実施する作業:
1. リストのうち、文字列「sitting」を含む行をすべて抜き出してもらえますか。大文字と小文字は区別してください。
2. 「自転車ながらスマホ」防止の授業キットに関する記事について、最後の文の後に続く部分を書いてもらえますか。

文書の抜粋:
§ §

KDDI 総務部 サステナビリティ推進室長 鳥光健太郎氏

 一方で、KDDIは携帯キャリアとしての立場から、事故原因のひとつとなっている“自転車ながらスマホ”の撲滅に取り組む。

 2017年秋に始まった「自転車安全・安心プロジェクト」では、「自転車ナビタイム」アプリの利用者に向けた啓発キャンペーンや、危険性を検証するための実証実験、VRを使った体験コンテンツの制作などを行ってきた。

 同プロジェクトの第3弾と位置付けられる今回の取り組みでは、第2弾で制作された体験コンテンツ「STOP! 自転車ながらスマホ体験VR」を教材として、世代別で見ると自転車事故の発生件数が多いとされる高校生に向けた啓発活動を行う。

 自転車事故の危険性や高額賠償の事例などを伝えるスライドムービー、VR体験に必要な機材などをまとめた「自転車ながらスマホを防ぐVR授業キット」を用意し、全国の高等学校に無償で貸し出す。

 50分1コマの授業で完結する内容で、教員向けの指導要綱なども同梱され、比較的簡易な準備で利用できる授業キットとなっている。貸出機器に限りがあるため、当初は自転車保険の加入が義務化されている自治体にある学校を優先して対応するが、原則として全国の学校が対象。

§ §

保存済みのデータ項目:
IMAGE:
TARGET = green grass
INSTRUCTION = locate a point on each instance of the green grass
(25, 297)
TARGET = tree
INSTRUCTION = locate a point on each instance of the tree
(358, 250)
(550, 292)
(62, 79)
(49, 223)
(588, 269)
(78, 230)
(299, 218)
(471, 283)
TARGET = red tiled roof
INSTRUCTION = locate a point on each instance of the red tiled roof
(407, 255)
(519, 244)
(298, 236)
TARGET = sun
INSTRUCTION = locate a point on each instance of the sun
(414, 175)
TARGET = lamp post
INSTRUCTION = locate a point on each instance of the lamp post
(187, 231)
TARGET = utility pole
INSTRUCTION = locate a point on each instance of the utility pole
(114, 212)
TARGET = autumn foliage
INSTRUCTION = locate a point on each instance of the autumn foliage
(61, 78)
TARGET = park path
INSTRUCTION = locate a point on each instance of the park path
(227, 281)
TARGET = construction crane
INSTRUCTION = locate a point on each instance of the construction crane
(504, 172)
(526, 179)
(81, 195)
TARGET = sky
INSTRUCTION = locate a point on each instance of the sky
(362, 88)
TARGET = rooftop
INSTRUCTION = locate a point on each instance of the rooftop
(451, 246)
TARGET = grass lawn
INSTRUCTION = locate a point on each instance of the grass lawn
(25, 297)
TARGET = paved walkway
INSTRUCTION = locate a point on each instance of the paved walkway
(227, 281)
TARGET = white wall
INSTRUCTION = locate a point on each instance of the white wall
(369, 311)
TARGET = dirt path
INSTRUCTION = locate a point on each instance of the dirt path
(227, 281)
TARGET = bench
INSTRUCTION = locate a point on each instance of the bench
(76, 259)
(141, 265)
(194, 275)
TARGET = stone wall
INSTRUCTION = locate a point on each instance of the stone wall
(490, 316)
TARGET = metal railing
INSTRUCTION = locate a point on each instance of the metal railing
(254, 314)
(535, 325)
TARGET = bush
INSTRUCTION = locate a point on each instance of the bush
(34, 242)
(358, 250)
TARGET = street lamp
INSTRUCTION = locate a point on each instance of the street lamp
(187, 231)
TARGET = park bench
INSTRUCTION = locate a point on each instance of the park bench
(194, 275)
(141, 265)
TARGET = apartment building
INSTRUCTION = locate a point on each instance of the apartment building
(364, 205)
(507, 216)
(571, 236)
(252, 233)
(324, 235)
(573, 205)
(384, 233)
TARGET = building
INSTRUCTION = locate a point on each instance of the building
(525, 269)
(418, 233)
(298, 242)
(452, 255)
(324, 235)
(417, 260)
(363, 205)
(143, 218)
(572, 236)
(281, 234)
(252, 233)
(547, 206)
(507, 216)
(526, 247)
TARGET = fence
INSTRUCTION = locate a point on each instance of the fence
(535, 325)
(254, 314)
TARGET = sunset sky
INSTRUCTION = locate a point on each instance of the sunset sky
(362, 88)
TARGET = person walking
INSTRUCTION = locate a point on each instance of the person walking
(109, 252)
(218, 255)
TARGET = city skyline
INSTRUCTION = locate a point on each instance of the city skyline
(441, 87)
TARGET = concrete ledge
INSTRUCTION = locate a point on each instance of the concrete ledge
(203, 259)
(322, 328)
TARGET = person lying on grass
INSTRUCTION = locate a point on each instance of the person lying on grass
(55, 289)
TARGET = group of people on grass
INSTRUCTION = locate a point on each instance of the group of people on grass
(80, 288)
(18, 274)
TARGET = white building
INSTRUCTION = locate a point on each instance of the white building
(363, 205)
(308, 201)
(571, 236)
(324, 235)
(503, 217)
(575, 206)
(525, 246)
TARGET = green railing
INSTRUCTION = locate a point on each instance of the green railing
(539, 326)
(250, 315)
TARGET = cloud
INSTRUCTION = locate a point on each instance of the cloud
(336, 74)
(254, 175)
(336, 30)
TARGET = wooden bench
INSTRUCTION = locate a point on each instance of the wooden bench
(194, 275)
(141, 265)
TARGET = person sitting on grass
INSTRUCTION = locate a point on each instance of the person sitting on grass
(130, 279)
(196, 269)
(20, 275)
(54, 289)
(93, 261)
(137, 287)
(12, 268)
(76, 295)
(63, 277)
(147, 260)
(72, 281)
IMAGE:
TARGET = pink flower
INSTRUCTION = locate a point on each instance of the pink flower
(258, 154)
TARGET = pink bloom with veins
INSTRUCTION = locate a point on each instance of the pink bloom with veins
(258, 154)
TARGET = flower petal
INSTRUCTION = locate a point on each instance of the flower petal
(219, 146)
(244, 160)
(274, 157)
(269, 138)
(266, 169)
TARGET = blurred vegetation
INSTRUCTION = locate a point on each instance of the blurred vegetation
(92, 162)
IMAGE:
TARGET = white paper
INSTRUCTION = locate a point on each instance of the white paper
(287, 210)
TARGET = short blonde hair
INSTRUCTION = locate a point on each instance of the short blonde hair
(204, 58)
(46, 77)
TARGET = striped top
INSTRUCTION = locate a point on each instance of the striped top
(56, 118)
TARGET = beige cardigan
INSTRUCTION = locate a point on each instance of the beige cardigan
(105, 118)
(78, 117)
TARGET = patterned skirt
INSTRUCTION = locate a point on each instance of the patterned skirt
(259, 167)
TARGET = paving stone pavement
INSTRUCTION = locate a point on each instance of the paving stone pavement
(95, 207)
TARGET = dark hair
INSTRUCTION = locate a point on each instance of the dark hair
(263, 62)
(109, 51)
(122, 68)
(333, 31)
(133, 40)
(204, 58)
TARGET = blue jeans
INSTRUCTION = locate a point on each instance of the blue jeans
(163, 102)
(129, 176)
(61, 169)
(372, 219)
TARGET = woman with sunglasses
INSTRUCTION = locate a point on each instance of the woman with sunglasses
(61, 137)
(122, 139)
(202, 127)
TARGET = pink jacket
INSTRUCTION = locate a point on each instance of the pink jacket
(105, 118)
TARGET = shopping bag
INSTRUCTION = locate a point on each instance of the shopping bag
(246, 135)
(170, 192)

§ §

結果一覧:
1.
TARGET = person sitting on grass
INSTRUCTION = locate a point on each instance of the person sitting on grass

2.
自転車ながらスマホを防ぐVR授業

 自転車安全・安心プロジェクト第3弾の開始にあたって、鶴見大学附属高等学校(神奈川県)での実際の授業が報道陣に公開された。

 「自転車ながらスマホを防ぐVR授業」は3部構成で、10分程度のスライドムービーを観て“自転車ながらスマホ”に関する社会課題を学んだ後、VR体験を行い、生徒同士で意見交換をして総括する流れとなっている。

 VR体験の内容としては、自転車で走行中に歩行者が飛び出してきたというシチュエーションで、同じコースをながらスマホをしている時、していない時の2通りで走行、ブレーキをかけるまでの反応時間の違いを確認できる。

 実際に体験した生徒たちからは、VR体験そのものが初めてで戸惑う、あるいは驚く声も少なくなかったが、自転車に乗りながらスマートフォンを使うことの危険性を多くの生徒が再認識していた。